#### [SELECTION]
= = =

The New York Power Authority has announced plans to develop a microgrid to supply steam and electricity to the Governor Nelson A. Rockefeller Empire State Plaza in Albany.
NYPA, officially known as the Power Authority of the State of New York, is a state-level public power organization, operating power plants and transmission lines.
On May 22, 2017, NYPA announced its plans to convert a former waste-recovery steam plant located in Albany into a site for two new 8-megawatt natural gas-fired turbine generators with dual fuel capability. The generators will be able to supply local needs, or sell power into the wholesale market, with the microgrid capable of operating in sync with the main grid or as an independent "island." According to NYPA, the "resilient power generation facility will enable government services to continue in an emergency while the Plaza can be used as an emergency shelter for Albany residents." The project is expected to supply 90 percent of the power for the state
office complex, to save more than $2.7 million in annual
energy costs, and to avoid the annual emission of 25,600 tons of
greenhouse gases.

= = =

According to the microgrid article, what is the capacity of each of the two new natural gas-fired turbine generators?

#### [DATASET ROWS]
= = =

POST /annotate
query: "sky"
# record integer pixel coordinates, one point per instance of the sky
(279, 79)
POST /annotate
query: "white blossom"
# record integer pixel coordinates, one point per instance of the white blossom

= = =

#### [RESPONSE TO THIS EXERCISE]
8 megawatts each.